_EXERCISE PROMPT:_ In this exercise, reproduce all the entries that follow exactly.
··········
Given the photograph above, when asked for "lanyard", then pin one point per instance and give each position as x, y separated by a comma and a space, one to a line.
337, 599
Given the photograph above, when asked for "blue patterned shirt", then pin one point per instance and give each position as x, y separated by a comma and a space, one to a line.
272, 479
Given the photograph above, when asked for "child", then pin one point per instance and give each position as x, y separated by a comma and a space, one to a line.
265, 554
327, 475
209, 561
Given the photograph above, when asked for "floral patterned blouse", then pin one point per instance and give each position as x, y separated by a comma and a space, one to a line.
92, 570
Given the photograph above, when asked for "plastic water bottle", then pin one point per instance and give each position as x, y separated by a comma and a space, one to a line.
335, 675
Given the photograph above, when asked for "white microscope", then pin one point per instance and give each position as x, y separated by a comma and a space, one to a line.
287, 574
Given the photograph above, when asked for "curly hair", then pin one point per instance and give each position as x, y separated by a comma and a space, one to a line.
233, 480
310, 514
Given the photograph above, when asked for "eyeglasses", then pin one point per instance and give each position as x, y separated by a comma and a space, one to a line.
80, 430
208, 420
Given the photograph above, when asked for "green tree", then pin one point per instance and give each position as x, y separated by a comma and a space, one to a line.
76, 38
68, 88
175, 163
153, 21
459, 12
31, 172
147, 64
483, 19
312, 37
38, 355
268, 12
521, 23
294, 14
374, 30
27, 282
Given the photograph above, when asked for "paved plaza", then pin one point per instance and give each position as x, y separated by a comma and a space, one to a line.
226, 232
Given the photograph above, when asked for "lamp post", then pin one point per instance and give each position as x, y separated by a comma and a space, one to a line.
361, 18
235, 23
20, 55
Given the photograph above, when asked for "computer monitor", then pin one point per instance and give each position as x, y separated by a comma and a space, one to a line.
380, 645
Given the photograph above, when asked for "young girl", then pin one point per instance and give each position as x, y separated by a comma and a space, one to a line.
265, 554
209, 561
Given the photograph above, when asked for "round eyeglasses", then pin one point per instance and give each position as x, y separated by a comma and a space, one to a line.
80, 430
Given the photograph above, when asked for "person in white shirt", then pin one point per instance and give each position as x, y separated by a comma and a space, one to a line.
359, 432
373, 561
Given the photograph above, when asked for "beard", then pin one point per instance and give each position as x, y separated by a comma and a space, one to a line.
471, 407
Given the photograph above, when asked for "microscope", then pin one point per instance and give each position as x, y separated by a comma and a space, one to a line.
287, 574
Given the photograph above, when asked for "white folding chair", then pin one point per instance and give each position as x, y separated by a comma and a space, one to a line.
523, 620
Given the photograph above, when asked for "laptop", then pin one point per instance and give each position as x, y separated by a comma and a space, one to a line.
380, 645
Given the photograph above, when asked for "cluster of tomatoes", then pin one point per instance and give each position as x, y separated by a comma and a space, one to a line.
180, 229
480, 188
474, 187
··········
_EXERCISE OUTPUT:_
Given the photograph above, when asked for "lanyard", then pin one point per instance and give each position as x, y separated by a comma and a space, one to a line.
337, 599
Given the photograph above, when asked for "blue patterned shirt", then pin one point per instance and give each position as x, y separated by a comma and a space, one to a line.
272, 479
Given the photograph above, when asked for "child", then pin one point per instance and give each position as x, y separated by a comma and a space, one to a line.
265, 554
327, 475
209, 561
Given the photograph above, when asked for "floral patterned blouse", then pin one point per instance and give each position as x, y separated by a comma and a space, one to a line.
92, 570
Given the photograph above, when asked for "plastic water bottle", then pin one point per instance and give each position as x, y separated by a comma and a space, one to a line.
335, 675
Given the photograph above, when asked for "white microscope", then pin one point per instance and give each position as x, y separated by a comma and a space, one to a line.
287, 574
Given the photograph above, when asked for "curly hair", then pin one point per instance and give each position as x, y separated by a comma and a space, one to a line.
233, 480
310, 514
Given the photograph above, when asked for "eyeglasses", then pin one point per instance and give each position as x, y separated by a comma and a space, one to a line.
80, 430
208, 420
Given the photograph above, when asked for "green tree", then pin one point per instance and give each position as x, y separated by a comma and a space, one to a line.
76, 38
68, 88
175, 163
153, 21
459, 12
31, 172
147, 64
483, 19
312, 37
38, 355
268, 12
521, 23
294, 14
374, 30
27, 282
Given the photograph above, when asked for "paved plaza", then pin one point per instance and give each position as x, y separated by a comma and a space, one to a line.
226, 232
Given the photograph above, when asked for "lamp post", then pin one point per instance and give each position as x, y separated by a comma and a space, one to a line.
361, 18
235, 23
20, 55
Given the photograph above, when asked for "computer monitor", then pin one point per instance and give each position as x, y separated by a comma and a space, one to a line.
380, 645
Given the photograph above, when asked for "young girl", then pin one point per instance and give each position as x, y separated by a comma and a space, one to a line.
265, 554
209, 561
Given the photograph above, when asked for "round eyeglasses", then pin one point per instance and give each position as x, y separated by a comma and a space, one to a line.
80, 430
Given the photograph above, when asked for "person in white shirt", then pin one point per instance and give each position as x, y separated by a comma and a space, one to a line.
359, 432
373, 561
Given the photograph above, when asked for "beard", then pin one point per instance and give each position as x, y separated by a comma and a space, one to a line.
471, 407
Given the photograph above, when asked for "microscope", then pin one point per instance and give each position as x, y separated by a comma and a space, one to a line.
287, 574
Given the photograph above, when asked for "white folding chair", then pin one point per instance and give each position as x, y separated by a comma and a space, one to a line.
523, 620
Given the photograph above, when asked for "laptop", then pin one point per instance and give each position as x, y separated by a comma and a space, one to a line.
380, 645
Given the photograph above, when asked for "cluster of tomatoes", then pin one point per instance and give each position as x, y separated by a comma and a space, one to a line.
180, 229
480, 188
474, 187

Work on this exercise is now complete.